• **Items from a data source**

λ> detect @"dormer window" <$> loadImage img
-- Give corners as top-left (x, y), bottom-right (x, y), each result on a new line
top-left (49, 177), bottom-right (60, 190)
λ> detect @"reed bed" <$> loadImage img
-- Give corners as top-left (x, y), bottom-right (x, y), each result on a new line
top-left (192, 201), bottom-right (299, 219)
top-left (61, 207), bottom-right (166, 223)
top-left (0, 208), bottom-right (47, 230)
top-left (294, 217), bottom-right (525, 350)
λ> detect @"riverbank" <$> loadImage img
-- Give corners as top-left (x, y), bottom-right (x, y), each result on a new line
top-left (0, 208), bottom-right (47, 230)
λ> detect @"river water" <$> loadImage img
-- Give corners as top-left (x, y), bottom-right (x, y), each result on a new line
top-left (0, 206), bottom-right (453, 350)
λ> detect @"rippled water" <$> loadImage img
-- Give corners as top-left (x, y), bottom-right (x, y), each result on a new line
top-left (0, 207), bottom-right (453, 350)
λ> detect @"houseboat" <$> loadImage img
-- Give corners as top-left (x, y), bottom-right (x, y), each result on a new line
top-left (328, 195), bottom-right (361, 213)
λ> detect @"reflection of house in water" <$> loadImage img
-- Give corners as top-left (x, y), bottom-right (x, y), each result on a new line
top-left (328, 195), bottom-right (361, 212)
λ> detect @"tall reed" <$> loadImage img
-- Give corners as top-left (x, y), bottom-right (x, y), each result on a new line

• **WORK TO BE COMPLETED**
Convert every line of the rows above into a Markdown table with the columns "Number" and "Line," omitting any blank lines.

• **COMPLETED TASK**
| Number | Line |
|---|---|
| 1 | λ> detect @"dormer window" <$> loadImage img |
| 2 | -- Give corners as top-left (x, y), bottom-right (x, y), each result on a new line |
| 3 | top-left (49, 177), bottom-right (60, 190) |
| 4 | λ> detect @"reed bed" <$> loadImage img |
| 5 | -- Give corners as top-left (x, y), bottom-right (x, y), each result on a new line |
| 6 | top-left (192, 201), bottom-right (299, 219) |
| 7 | top-left (61, 207), bottom-right (166, 223) |
| 8 | top-left (0, 208), bottom-right (47, 230) |
| 9 | top-left (294, 217), bottom-right (525, 350) |
| 10 | λ> detect @"riverbank" <$> loadImage img |
| 11 | -- Give corners as top-left (x, y), bottom-right (x, y), each result on a new line |
| 12 | top-left (0, 208), bottom-right (47, 230) |
| 13 | λ> detect @"river water" <$> loadImage img |
| 14 | -- Give corners as top-left (x, y), bottom-right (x, y), each result on a new line |
| 15 | top-left (0, 206), bottom-right (453, 350) |
| 16 | λ> detect @"rippled water" <$> loadImage img |
| 17 | -- Give corners as top-left (x, y), bottom-right (x, y), each result on a new line |
| 18 | top-left (0, 207), bottom-right (453, 350) |
| 19 | λ> detect @"houseboat" <$> loadImage img |
| 20 | -- Give corners as top-left (x, y), bottom-right (x, y), each result on a new line |
| 21 | top-left (328, 195), bottom-right (361, 213) |
| 22 | λ> detect @"reflection of house in water" <$> loadImage img |
| 23 | -- Give corners as top-left (x, y), bottom-right (x, y), each result on a new line |
| 24 | top-left (328, 195), bottom-right (361, 212) |
| 25 | λ> detect @"tall reed" <$> loadImage img |
| 26 | -- Give corners as top-left (x, y), bottom-right (x, y), each result on a new line |